Task details. In the excerpt on the piecewise function and its orbits, what do the orbits of the point x₀ = 1/2 partition [0,1] into?

Document text.
Note that $g_i=f_i$ (and $p=h$) if and only if $g_0f_0^{-1}=\mathbb I(x)$. This is probably at a point where I think I can begin referring to published literature, but due to my ignorance I shall stumble onward.

First, an example might be helpful. Consider the function
$$
h(x)=\begin{cases}
\frac{3}{2}x,\quad x<\frac{1}{2},\\
\frac{1}{2}x+\frac{1}{2},\quad x\geq \frac{1}{2}.
\end{cases}
$$
and orbits of the point $x_0=\frac{1}{2}$. In this case, the functions $f_j$ are all equal to $\mathbb{I}(x)$, and the orbits partition $[0,1]$ into two collections of exponentially shrinking subintervals.

Raw records.
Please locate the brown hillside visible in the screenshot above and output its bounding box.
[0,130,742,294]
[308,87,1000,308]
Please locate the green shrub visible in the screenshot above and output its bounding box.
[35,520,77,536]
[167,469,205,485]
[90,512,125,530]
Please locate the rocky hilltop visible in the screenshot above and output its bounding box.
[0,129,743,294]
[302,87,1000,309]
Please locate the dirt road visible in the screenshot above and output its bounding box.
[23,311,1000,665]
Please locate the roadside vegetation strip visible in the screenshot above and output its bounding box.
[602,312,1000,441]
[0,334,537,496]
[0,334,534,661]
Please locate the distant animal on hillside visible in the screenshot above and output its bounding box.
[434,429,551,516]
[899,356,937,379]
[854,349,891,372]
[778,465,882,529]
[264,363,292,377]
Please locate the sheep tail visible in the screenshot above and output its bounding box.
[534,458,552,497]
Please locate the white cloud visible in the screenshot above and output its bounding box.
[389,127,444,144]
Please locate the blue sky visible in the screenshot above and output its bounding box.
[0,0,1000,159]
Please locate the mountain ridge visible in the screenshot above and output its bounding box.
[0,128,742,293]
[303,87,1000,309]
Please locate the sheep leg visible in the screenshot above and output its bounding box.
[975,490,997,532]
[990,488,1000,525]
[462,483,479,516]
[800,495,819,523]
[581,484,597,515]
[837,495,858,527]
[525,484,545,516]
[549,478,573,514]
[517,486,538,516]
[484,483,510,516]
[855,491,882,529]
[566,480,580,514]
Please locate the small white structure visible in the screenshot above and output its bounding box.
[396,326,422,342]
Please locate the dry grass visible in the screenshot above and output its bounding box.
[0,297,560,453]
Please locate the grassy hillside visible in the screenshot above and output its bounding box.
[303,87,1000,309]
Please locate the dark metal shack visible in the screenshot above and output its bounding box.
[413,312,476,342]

Answer to this problem. Two collections of exponentially shrinking subintervals.